=== Information provided ===
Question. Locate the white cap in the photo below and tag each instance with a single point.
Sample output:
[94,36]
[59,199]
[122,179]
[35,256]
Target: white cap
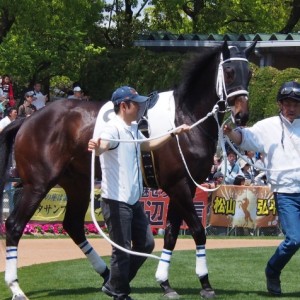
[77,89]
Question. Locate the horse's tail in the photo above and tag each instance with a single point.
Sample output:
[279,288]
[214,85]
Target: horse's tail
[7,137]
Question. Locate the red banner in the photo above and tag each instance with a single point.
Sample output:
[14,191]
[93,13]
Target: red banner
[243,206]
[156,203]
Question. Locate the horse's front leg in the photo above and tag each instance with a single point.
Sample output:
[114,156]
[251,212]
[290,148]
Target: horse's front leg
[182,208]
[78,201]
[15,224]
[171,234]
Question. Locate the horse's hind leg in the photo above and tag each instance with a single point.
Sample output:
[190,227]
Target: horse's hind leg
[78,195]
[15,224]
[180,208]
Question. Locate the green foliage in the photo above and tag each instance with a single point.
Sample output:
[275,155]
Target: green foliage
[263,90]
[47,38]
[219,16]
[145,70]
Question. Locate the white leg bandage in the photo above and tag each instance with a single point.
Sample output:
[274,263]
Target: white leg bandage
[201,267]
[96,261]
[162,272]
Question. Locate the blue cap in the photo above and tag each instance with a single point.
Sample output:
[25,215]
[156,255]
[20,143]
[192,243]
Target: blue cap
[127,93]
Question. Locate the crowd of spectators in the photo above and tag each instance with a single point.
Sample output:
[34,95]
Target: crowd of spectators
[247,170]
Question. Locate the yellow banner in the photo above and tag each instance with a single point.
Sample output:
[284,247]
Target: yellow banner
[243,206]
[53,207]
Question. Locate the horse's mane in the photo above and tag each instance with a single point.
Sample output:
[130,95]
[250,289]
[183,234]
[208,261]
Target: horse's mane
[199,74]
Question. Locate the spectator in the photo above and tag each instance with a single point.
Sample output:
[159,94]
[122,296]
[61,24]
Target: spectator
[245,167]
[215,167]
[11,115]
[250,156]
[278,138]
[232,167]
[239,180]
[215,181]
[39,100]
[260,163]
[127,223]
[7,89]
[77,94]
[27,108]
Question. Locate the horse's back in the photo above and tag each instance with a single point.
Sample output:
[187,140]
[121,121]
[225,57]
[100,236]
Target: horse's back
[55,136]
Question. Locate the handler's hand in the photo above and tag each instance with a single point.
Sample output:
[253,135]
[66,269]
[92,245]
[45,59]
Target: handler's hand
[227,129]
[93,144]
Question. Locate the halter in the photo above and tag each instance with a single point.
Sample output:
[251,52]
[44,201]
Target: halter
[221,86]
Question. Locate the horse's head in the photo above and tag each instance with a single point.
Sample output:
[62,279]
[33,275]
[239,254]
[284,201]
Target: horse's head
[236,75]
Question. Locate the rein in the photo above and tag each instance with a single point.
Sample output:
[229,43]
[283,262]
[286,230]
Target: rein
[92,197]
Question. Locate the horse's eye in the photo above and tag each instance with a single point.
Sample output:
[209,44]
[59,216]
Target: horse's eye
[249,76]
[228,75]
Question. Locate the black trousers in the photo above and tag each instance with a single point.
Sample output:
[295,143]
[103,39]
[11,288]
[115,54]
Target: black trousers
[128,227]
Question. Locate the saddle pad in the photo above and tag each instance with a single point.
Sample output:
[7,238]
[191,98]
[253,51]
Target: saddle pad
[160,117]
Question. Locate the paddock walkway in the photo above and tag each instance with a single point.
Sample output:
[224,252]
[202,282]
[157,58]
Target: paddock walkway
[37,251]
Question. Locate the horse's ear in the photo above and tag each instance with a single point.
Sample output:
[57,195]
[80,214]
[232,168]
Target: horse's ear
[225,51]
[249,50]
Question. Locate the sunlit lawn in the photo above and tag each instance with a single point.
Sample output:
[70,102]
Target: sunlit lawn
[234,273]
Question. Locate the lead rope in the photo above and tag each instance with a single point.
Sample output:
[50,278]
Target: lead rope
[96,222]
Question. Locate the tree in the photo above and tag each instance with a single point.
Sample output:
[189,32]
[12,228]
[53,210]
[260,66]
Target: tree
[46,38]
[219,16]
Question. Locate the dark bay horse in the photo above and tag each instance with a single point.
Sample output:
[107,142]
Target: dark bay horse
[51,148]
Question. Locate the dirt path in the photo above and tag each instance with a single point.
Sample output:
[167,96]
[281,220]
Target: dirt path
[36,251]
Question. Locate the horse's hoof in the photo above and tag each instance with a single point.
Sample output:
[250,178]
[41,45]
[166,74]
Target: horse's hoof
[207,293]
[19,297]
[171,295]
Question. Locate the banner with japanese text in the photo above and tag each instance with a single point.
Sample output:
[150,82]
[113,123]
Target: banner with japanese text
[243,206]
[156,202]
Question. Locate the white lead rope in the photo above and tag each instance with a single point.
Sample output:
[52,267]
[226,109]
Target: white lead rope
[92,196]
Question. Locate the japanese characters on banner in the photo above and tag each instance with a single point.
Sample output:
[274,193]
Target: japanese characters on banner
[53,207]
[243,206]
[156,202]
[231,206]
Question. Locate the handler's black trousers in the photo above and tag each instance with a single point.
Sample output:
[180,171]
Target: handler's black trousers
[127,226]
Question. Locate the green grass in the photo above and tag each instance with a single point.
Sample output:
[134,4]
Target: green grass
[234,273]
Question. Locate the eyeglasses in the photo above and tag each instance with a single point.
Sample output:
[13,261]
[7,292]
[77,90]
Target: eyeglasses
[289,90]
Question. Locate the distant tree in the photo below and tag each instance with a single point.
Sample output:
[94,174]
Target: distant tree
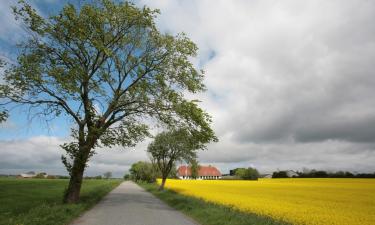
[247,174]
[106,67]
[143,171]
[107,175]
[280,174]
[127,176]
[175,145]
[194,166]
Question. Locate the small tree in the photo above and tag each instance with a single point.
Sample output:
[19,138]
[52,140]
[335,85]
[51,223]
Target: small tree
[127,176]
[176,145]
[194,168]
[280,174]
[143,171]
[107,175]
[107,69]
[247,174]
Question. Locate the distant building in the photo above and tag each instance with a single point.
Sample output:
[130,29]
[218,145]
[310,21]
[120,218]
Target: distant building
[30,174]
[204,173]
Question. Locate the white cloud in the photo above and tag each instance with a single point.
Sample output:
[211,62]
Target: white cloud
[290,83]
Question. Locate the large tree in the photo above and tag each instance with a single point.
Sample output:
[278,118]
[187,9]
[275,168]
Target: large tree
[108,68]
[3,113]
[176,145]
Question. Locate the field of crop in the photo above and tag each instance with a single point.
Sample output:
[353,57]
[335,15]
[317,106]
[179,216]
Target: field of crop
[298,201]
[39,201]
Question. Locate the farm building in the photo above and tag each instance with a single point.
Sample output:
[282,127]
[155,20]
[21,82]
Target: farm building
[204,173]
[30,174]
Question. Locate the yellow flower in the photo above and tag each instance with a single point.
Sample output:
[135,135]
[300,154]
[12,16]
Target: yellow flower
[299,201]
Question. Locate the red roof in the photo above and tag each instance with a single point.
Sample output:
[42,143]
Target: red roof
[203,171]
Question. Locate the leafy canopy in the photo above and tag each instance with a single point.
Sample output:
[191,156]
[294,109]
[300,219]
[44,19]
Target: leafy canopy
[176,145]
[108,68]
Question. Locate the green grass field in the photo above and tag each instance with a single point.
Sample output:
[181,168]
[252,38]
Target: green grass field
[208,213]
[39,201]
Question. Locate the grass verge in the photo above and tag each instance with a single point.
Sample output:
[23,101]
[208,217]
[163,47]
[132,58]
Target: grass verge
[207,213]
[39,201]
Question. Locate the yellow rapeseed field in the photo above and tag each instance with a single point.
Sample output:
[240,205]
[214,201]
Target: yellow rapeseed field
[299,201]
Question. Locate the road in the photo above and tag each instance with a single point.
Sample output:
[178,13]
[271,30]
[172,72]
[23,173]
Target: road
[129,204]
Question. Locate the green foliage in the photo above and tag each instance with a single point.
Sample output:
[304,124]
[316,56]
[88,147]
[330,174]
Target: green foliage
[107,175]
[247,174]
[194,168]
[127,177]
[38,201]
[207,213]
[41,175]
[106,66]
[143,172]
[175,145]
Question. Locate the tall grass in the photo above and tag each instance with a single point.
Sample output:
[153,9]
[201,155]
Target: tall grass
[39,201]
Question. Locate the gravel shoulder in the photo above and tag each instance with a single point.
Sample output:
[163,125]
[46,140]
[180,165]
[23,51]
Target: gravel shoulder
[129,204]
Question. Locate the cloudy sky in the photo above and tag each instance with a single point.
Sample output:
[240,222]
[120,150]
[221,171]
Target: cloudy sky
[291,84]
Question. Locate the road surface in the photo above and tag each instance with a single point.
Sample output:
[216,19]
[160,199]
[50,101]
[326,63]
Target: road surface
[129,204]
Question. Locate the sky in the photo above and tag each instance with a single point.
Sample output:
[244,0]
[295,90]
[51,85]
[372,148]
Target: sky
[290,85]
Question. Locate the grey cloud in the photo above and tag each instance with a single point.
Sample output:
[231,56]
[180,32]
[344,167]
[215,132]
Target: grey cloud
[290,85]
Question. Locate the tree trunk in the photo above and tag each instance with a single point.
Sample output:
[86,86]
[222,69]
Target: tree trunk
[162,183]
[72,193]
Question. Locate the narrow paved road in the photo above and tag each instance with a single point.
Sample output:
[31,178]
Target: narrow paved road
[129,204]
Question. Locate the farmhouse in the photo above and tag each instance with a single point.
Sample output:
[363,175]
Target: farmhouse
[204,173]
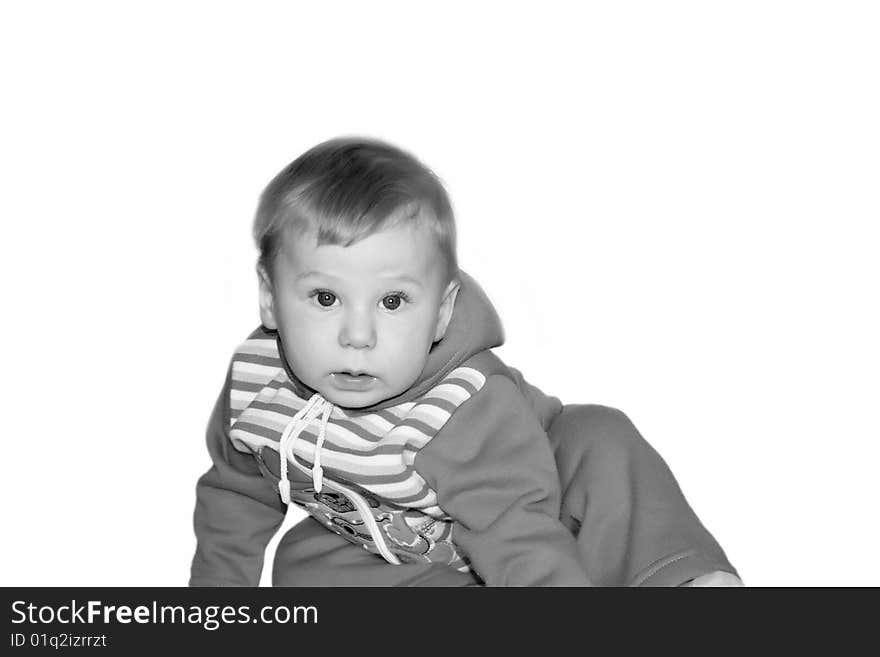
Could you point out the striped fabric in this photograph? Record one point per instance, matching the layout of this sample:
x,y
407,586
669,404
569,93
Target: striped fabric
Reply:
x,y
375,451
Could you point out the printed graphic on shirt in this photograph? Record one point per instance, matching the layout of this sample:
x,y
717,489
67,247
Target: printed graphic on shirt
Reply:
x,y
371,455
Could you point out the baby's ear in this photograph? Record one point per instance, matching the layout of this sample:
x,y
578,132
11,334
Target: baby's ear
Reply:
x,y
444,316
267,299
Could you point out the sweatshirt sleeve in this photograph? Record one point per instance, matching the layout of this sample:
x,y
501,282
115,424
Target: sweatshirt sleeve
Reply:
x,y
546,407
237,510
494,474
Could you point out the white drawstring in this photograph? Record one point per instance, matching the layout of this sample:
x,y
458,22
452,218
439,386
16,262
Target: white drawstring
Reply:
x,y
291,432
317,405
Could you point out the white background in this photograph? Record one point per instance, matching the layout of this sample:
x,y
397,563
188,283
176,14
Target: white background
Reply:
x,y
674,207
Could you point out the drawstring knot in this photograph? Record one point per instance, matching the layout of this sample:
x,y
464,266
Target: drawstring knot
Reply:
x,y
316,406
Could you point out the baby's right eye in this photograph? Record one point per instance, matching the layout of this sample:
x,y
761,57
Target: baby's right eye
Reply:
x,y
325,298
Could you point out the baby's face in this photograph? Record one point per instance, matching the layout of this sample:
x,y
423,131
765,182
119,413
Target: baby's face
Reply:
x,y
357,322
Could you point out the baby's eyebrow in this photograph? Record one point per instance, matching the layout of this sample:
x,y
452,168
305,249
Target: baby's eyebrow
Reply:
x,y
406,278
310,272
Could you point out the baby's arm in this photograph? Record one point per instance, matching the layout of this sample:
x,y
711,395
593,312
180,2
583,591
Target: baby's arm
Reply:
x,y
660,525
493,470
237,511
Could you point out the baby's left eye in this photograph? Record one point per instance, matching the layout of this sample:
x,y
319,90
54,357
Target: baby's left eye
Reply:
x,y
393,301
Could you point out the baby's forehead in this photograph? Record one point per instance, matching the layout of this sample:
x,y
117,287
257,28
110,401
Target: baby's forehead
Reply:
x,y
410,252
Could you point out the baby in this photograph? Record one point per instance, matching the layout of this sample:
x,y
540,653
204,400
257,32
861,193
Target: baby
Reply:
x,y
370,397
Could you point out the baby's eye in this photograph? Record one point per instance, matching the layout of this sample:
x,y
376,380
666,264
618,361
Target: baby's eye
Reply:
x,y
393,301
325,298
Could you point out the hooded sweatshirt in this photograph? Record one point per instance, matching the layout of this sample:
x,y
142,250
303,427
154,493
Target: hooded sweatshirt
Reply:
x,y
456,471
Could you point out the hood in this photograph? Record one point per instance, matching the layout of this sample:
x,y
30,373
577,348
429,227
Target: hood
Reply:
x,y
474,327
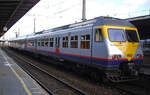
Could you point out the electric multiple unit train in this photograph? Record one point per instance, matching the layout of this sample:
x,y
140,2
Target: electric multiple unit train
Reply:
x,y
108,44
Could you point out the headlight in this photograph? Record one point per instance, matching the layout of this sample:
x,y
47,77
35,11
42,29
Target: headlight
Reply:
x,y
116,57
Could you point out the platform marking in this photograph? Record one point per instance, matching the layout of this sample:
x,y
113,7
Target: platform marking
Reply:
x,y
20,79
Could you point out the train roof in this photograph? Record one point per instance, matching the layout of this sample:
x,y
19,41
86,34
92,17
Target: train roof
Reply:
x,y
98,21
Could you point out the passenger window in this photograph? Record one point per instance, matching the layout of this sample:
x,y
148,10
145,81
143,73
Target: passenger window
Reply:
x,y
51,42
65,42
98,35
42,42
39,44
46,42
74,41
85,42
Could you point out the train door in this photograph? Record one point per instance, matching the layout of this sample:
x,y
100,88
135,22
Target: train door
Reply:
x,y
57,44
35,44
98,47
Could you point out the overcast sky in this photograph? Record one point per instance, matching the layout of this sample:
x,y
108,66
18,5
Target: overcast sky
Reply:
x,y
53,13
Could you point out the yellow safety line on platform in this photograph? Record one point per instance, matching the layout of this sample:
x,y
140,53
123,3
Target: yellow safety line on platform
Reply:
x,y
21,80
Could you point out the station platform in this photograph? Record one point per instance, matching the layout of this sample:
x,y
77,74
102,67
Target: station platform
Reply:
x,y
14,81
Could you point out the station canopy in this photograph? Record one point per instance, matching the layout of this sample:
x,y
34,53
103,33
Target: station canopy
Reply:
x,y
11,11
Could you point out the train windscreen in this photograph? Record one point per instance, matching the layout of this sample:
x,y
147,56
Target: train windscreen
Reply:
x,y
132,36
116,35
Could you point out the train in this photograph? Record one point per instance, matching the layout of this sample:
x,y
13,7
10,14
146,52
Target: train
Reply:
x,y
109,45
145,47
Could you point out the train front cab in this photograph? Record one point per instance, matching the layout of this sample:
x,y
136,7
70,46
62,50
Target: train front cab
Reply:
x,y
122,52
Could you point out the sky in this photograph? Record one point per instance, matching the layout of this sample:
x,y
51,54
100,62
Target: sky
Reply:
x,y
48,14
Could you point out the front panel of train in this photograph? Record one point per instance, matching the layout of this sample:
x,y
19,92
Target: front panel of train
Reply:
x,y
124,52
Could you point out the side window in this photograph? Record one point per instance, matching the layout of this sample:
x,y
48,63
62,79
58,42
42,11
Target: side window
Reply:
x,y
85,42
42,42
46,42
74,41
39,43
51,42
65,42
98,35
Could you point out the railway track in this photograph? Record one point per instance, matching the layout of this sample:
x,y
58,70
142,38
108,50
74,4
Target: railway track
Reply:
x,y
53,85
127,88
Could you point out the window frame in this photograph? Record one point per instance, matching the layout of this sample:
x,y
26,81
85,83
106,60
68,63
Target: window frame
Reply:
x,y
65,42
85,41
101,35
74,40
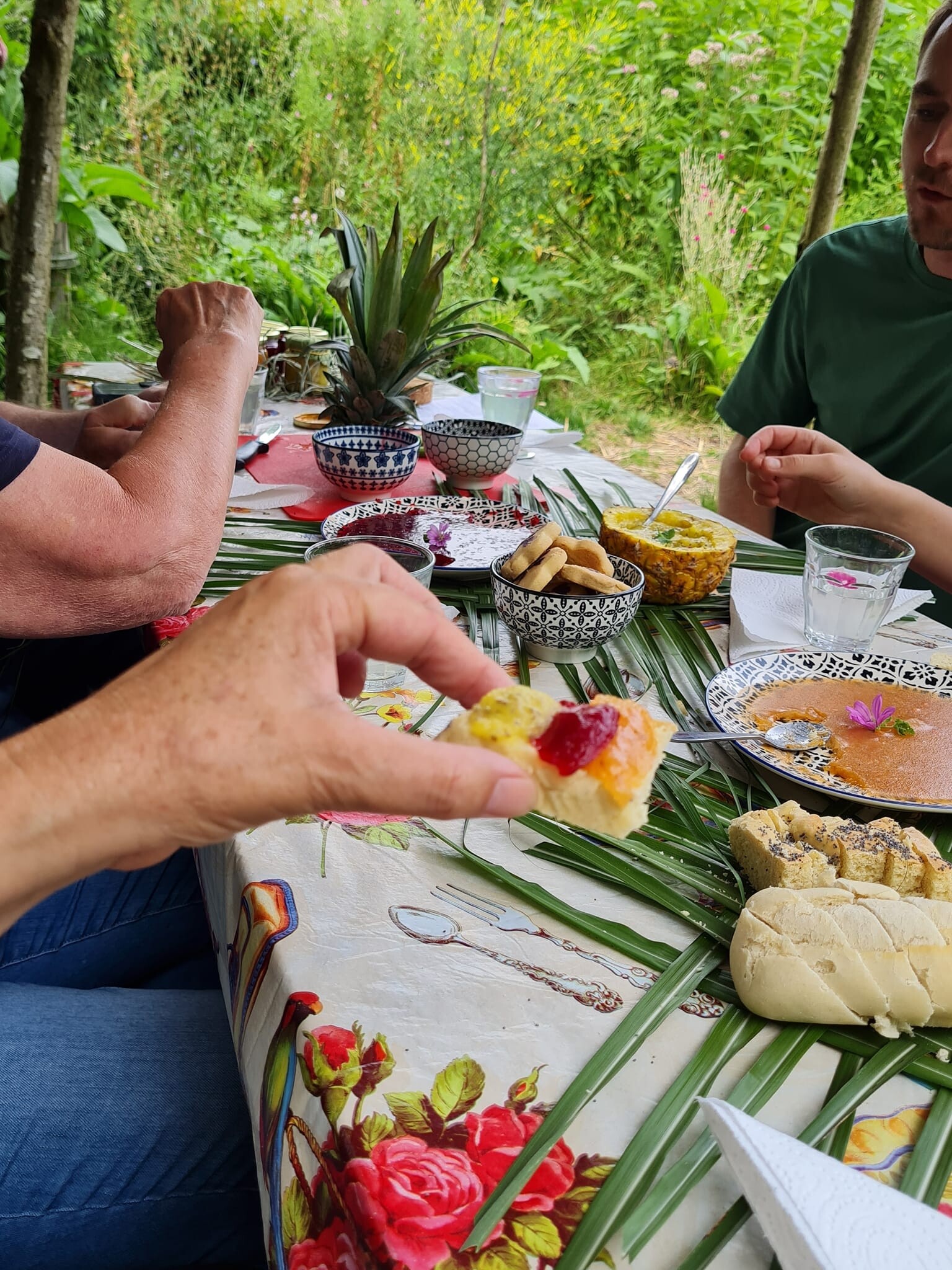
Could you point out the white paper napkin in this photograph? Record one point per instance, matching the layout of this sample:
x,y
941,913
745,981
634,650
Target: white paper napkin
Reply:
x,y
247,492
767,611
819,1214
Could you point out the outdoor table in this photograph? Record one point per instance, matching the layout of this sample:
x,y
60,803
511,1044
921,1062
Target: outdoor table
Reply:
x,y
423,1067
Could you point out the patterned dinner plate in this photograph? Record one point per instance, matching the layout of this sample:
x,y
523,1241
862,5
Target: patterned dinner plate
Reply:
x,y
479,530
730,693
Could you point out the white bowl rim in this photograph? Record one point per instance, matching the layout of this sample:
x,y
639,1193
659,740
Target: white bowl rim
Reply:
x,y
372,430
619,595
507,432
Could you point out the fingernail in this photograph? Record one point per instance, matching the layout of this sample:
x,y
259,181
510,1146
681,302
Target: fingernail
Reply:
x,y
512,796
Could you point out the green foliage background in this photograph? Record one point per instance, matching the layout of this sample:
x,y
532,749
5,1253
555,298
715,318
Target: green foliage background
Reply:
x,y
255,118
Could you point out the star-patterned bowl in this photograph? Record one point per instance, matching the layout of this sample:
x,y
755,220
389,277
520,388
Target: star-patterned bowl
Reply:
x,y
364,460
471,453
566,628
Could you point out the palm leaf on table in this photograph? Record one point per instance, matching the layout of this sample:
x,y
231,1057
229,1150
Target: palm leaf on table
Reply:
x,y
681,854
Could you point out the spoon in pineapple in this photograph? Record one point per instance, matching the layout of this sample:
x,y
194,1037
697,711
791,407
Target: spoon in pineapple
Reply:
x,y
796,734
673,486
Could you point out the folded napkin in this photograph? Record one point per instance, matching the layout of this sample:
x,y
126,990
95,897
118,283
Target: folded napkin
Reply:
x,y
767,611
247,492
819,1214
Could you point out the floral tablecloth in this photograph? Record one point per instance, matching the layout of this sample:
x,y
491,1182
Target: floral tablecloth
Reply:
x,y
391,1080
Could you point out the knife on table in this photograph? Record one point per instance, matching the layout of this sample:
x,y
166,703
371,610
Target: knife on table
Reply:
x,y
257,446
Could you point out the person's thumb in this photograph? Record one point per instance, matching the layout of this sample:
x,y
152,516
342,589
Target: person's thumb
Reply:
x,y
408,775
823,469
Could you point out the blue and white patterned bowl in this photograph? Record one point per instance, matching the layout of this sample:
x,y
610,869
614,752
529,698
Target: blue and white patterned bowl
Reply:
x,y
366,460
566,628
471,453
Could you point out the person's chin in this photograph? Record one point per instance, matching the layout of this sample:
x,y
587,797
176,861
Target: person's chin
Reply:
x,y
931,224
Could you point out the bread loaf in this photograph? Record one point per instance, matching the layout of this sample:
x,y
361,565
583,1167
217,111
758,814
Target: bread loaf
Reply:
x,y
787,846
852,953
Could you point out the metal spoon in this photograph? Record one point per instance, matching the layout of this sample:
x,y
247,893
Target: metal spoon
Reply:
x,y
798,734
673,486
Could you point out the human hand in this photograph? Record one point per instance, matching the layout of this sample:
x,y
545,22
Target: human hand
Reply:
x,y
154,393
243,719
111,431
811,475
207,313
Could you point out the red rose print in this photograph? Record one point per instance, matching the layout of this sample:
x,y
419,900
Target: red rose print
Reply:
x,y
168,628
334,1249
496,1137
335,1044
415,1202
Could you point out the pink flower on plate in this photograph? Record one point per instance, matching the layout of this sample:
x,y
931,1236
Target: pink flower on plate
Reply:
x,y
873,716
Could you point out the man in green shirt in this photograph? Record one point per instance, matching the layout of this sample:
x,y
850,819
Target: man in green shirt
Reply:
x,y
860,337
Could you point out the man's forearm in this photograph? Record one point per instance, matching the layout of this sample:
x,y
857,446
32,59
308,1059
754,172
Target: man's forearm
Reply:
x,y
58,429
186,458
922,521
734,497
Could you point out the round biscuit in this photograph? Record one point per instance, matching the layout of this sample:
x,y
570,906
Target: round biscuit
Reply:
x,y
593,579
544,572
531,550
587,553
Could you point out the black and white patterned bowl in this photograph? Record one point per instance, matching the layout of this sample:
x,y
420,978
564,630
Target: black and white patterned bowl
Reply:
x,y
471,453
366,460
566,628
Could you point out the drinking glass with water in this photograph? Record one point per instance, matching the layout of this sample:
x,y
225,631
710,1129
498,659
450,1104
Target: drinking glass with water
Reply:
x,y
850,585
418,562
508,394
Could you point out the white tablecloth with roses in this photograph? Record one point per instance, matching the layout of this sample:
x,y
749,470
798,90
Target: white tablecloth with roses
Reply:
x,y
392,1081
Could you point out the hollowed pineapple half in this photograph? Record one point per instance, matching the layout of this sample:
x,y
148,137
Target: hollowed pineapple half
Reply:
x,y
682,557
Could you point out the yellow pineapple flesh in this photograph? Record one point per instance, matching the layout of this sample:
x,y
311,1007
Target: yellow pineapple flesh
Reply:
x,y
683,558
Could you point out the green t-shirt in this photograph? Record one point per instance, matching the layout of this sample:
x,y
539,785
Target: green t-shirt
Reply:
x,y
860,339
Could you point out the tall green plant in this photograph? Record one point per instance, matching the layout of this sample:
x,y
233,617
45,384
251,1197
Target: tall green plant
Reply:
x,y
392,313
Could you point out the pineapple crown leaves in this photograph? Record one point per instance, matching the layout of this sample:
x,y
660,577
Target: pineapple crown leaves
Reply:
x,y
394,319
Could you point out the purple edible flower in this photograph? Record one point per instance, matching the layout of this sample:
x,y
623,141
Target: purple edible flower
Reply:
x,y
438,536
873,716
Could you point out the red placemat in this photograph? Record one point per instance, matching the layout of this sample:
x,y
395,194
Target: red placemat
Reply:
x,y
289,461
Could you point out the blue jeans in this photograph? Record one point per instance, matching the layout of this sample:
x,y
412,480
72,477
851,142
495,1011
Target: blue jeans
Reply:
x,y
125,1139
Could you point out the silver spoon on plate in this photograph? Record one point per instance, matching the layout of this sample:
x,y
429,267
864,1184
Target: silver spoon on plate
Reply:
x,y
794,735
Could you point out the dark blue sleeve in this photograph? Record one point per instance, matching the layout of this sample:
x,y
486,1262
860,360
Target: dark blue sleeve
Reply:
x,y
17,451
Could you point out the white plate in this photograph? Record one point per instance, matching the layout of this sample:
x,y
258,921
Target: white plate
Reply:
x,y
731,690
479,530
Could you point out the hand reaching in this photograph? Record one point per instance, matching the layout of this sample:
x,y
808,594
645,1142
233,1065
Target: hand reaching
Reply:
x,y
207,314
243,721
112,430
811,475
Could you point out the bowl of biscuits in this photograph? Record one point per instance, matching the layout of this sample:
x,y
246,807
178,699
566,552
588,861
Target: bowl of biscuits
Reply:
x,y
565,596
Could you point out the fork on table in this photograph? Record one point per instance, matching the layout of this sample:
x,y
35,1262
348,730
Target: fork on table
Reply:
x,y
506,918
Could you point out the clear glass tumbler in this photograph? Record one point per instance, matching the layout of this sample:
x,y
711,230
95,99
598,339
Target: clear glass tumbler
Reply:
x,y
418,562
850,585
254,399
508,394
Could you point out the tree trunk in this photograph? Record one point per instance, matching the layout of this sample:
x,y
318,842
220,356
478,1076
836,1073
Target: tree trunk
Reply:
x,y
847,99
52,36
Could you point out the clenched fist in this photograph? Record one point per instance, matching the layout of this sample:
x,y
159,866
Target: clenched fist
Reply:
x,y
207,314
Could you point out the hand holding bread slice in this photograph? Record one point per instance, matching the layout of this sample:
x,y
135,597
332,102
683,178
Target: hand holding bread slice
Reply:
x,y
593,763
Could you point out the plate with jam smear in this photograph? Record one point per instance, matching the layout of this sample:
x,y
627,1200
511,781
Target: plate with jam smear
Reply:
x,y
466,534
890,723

=== Aim of the exercise ===
Output an exact copy of the lines beginning at the one that holds "Could you point out the hand reaching" and running through the final line of the records.

=== Task answer ===
Could you point out the hand reaching in this photograph? Record one point per instance, matching the layout of this sample:
x,y
808,594
645,1142
233,1065
Target: hand reaching
Reply:
x,y
207,314
243,721
112,430
811,475
Could you point out the bowl of biscuits in this photograph? Record one point per instance, matching the layout of this sample:
x,y
246,807
178,699
566,552
588,861
Target: bowl of biscuits
Reply:
x,y
565,596
Could you point out the fork on table in this photograph? Record one point per instance, matching the layout of this sample:
x,y
35,1262
348,730
Target: fork on table
Reply:
x,y
506,918
Could you point out the clear glass tumbler in this photograph? Record one point per instance, matching the layout of this sample:
x,y
711,230
95,99
598,339
Target: clear glass tumbler
Reply:
x,y
418,562
850,585
254,399
508,394
Could you point out the tree trunk in this photograph? Record one point per instance, matching the layout of this sample:
x,y
318,842
220,356
478,1076
836,1073
Target: tree trunk
Reply:
x,y
847,99
52,36
Could you point out the clenched fist in this photograph? Record one point per instance, matching the layout of this sample:
x,y
159,866
Target: clenched fist
Reply:
x,y
207,314
Could you point out the hand holding bread slice in this photograph? Record one point per instance, matching the layout of this sample:
x,y
135,597
332,102
683,178
Target: hand holding bread slice
Reply:
x,y
593,763
Could you point out the plate with jam smear in this photograph? Record one point per instance, matching the layout of this sample:
x,y
627,1200
511,781
Target: plate with jam smear
Reply:
x,y
466,534
890,723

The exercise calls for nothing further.